### Source document:
::::::::::
Colombia’s peso fell the most in a month after the central bank said it would buy at least $20 million a day to stem a rally that pushed the currency to the world’s biggest gain this year.
The currency slid 0.9 percent to 1,807.28 per dollar at 2:09 p.m. New York time, from 1,790.35 yesterday. Earlier it dropped 1.3 percent, the biggest decline since Aug. 12. The drop pared the peso’s jump this year to 13.1 percent, the best performance among all currencies tracked by Bloomberg.
Resuming a dollar purchase program it had carried out earlier this year, the central bank said in a statement it plans to buy dollars daily for at least four months starting today to bolster foreign reserves. Central bank chief Jose Dario Uribe said Aug. 20 that the bank would make the purchases to ease gains in the peso when “appropriate,” heeding a call from President Juan Manuel Santos last month for policy makers to take “bold and creative” action.
Banco de la Republica “finally announced an intervention and that’s pushing declines in the peso,” said Daniel Velandia, head analyst at Bogota-based brokerage Correval SA. “Now it becomes a game with the market to see how much the central bank buys. Depending on how aggressive it is, if it buys more than $20 million, we will see a weaker peso.” He forecasts the peso will slide to 1,900 within two weeks.
The central bank acquired $20 million a day between March 3 and June 30, or $1.6 billion in total, to curb a rally policy makers had said left the peso “misaligned.” It bought $19.9 million today, according to the bank’s website.
Japan, Brazil Intervention
The strong peso is threatening to derail Santos’s pledge to boost growth to 6 percent within two years from a government-projected 4.5 percent this year and add 2.4 million jobs to lower a 13.3 percent unemployment rate that is the highest in Latin America.
The Colombian Agriculture Society said in a statement last month that the peso’s rally is causing “ruin in the countryside,” while the Flower Growers Association has asked the bank to step up interventions to save hundreds of jobs.
Japan said it sold yen in the foreign-exchange market for the first time since 2004 after a surge in the local currency drove it to its strongest against the dollar in 15 years. Brazil also stepped up dollar purchases to ease gains in the real, a sign that intervention against a weak dollar is spreading globally.
::::::::::
### Given information:
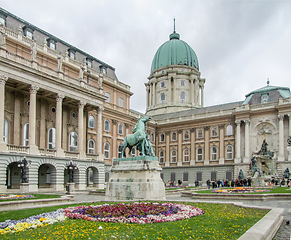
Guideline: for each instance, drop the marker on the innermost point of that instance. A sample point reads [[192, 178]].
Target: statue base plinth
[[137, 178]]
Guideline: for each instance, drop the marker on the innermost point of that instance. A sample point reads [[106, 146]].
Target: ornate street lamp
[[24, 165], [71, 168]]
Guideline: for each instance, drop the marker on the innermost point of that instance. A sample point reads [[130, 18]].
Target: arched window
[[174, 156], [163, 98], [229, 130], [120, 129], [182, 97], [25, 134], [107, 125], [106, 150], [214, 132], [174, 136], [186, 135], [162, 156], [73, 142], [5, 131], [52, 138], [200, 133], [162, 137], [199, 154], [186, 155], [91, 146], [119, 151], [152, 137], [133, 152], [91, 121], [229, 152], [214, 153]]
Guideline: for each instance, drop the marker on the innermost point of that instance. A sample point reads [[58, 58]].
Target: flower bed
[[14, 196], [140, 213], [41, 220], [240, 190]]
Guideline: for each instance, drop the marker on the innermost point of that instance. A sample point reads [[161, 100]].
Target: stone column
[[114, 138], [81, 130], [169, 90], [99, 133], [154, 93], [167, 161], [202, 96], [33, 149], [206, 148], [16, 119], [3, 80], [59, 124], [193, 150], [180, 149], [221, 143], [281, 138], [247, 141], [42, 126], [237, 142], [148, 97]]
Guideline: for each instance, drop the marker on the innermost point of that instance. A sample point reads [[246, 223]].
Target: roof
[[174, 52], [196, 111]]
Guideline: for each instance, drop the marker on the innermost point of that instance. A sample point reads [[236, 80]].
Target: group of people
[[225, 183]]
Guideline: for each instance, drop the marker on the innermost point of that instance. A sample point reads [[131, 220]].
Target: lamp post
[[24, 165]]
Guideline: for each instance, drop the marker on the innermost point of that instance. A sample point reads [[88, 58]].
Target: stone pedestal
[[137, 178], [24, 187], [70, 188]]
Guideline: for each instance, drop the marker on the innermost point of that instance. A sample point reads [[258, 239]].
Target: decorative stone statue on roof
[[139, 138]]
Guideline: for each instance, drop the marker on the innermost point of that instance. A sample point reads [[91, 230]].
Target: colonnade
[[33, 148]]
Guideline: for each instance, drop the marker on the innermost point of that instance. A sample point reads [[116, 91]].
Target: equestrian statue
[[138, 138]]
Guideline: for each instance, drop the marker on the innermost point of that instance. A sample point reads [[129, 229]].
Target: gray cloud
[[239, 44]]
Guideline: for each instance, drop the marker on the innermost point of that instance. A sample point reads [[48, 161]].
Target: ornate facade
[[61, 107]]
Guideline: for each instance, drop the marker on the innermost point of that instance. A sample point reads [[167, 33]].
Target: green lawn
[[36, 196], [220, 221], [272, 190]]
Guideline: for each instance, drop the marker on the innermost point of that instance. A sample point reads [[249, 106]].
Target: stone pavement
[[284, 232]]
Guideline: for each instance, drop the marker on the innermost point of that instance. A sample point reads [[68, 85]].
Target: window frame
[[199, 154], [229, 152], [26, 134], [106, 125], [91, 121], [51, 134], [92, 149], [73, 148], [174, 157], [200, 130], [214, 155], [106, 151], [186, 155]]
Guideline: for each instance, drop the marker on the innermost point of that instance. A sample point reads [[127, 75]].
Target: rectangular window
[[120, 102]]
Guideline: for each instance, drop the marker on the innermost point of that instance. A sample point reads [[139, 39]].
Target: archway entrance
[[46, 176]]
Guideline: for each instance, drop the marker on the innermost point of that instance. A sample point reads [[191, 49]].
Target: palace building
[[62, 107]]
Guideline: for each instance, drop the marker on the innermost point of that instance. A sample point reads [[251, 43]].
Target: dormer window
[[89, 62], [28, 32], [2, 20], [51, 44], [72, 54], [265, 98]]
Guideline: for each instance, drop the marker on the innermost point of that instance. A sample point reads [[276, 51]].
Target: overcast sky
::::::::::
### To be done:
A. According to the peso article, how much did the central bank say it would buy each day?
B. In the peso article, swap "peso" for "Colombian peso" and give the passage between "Resuming a dollar" and "within two weeks.", inclusive.
C. Carry on writing the peso article, picking up after its last sentence.
The records are separate from the peso article.

### Answers per task:
A. At least $20 million a day.

B.
Resuming a dollar purchase program it had carried out earlier this year, the central bank said in a statement it plans to buy dollars daily for at least four months starting today to bolster foreign reserves. Central bank chief Jose Dario Uribe said Aug. 20 that the bank would make the purchases to ease gains in the Colombian peso when “appropriate,” heeding a call from President Juan Manuel Santos last month for policy makers to take “bold and creative” action.
Banco de la Republica “finally announced an intervention and that’s pushing declines in the Colombian peso,” said Daniel Velandia, head analyst at Bogota-based brokerage Correval SA. “Now it becomes a game with the market to see how much the central bank buys. Depending on how aggressive it is, if it buys more than $20 million, we will see a weaker Colombian peso.” He forecasts the Colombian peso will slide to 1,900 within two weeks.

C.
‘Test’ the Bank
Brazil’s central bank has held two daily auctions to buy dollars since Sept. 8 after buying $18.6 billion in the first eight months of the year, up from $7.3 billion purchased in the year-earlier period.
With today’s announcement, “I doubt the market will try and test the central bank,” said Benito Berber, a currency strategist with Nomura Securities Inc. in New York. “If it does, the size of the intervention can quickly increase and it can be sustained for rather a long time.”
Berber forecasts the peso will remain weaker than 1,800 with declines also “depending on global risk perception,” he said.
“The intervention program in general and the discretionary component in particular, will prevent the Colombian peso from resuming appreciation at a significant pace,” Barclays Capital analysts Roberto Melzi and Jimena Zuniga wrote in a report today. “However, although we expect a more gradual appreciation in the coming months due to the intervention we continue to see value in the Colombian peso on fundamental grounds.”
Barclays revised its six-month forecast on the peso to 1,750 from 1,700 previously, recommending investors “add exposures in weakness,” according to the report.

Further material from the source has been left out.